■ **EXERCISE DETAILS**: How many lines in the records below contain the string "woman"? Case counts. Reply with the number only.

-- BEGIN INPUT FOR THIS TASK --

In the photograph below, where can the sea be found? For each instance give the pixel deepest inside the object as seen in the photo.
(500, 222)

-- END INPUT FOR THIS TASK --
-- BEGIN INPUT FOR THIS TASK --

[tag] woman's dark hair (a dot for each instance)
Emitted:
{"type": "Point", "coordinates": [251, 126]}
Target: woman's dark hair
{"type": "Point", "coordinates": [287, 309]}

-- END INPUT FOR THIS TASK --

■ **EXERCISE ANSWER**: 2